All the data must be output exactly as given.

[Start of section]

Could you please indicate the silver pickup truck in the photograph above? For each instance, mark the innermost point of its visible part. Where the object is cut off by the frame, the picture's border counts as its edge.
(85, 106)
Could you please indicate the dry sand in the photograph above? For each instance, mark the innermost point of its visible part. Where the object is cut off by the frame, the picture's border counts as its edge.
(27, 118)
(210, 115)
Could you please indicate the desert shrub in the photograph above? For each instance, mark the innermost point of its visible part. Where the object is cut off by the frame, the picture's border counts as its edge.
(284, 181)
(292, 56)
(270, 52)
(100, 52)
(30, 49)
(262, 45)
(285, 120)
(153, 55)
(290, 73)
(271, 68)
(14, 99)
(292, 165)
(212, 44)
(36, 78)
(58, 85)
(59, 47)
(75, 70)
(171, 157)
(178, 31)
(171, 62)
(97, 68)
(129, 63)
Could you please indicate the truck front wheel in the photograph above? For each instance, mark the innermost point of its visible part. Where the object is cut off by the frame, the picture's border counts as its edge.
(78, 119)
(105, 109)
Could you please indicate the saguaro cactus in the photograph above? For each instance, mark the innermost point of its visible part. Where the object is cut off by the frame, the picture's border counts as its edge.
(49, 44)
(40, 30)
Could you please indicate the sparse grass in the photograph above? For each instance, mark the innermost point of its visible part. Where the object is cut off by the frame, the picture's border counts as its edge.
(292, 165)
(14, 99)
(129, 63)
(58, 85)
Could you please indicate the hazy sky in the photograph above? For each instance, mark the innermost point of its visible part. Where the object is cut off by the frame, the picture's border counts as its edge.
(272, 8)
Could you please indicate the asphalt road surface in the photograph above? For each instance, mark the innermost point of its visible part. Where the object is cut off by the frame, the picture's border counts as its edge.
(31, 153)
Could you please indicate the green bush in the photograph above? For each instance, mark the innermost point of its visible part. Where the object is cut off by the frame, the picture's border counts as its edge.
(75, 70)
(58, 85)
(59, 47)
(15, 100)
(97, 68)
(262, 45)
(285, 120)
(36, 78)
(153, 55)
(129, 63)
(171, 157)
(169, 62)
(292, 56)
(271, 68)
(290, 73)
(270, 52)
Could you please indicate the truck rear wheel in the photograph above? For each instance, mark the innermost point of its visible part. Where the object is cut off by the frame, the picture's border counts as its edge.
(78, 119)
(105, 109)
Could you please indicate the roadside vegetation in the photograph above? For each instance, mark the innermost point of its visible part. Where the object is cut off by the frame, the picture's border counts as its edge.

[End of section]

● **Result**:
Could you please indicate the silver pickup truck in the photograph above? For each instance, mark the innermost point of its visible part. Where the object is cut off by the frame, the picture's border counts as its edge.
(85, 106)
Could you please indicate the dry sand in the photograph above? For each instance, mark the innermost point of its visible part. Where the object is cut off by the frame, the picture's border counts as its edge.
(27, 118)
(210, 115)
Could you please indicate the desert shrub in the photograph above? For each instance, mark the innermost point of its visible part. Where the object is cut off by the frame, the picture's border counts as its edge.
(284, 181)
(292, 56)
(270, 52)
(100, 52)
(30, 49)
(262, 45)
(285, 120)
(153, 55)
(290, 73)
(271, 68)
(14, 99)
(292, 165)
(212, 44)
(36, 78)
(58, 85)
(59, 47)
(75, 70)
(171, 157)
(178, 31)
(171, 62)
(97, 68)
(129, 63)
Could you please indicate the truck front wheel in the photograph above? For each instance, mark the innermost point of its visible part. Where the object is cut off by the frame, the picture's border counts as its edge.
(78, 119)
(105, 109)
Could you please indicate the saguaro cactus in the photograph above? For each instance, mark the innermost point of its visible part. Where the object is cut off by the frame, the picture's border counts as its edge.
(49, 44)
(40, 30)
Could you please indicate the sparse grass in the photograph above? For each instance, mark the innermost point of its visible part. Where the object is cut off by the frame, the picture's border counts as its edge.
(292, 165)
(14, 99)
(129, 63)
(58, 85)
Could you please indicate the hazy sky in the photograph above? For each instance, mark the innermost point of its visible part. Where the object is cut off by the frame, the picture's border counts as its edge.
(272, 8)
Could you please indicate the asphalt road surface in the photograph above? For each instance, mark the innermost point of its visible part. Where the object is cut off by the frame, the picture's border counts as its edge.
(31, 153)
Could you please indicate the green bush in the photograph above? For each instance, mark the innermost point of its visible part. Where the object is cut off by the frame, the picture's border counts as its edge.
(75, 70)
(58, 85)
(59, 47)
(15, 100)
(97, 68)
(262, 45)
(285, 120)
(36, 78)
(153, 55)
(129, 63)
(171, 157)
(169, 62)
(292, 56)
(271, 68)
(290, 73)
(270, 52)
Could you please indicate the truck rear wheel in the photograph above? For each instance, mark the innermost point of its visible part. Where the object is cut off by the frame, the picture's border counts as its edge.
(78, 119)
(105, 109)
Could you please indicate the roadside vegetation in the photograph above? For each instance, mark the innermost point of its visible part. Where the object is cut off by the frame, the picture's border counts as its edge.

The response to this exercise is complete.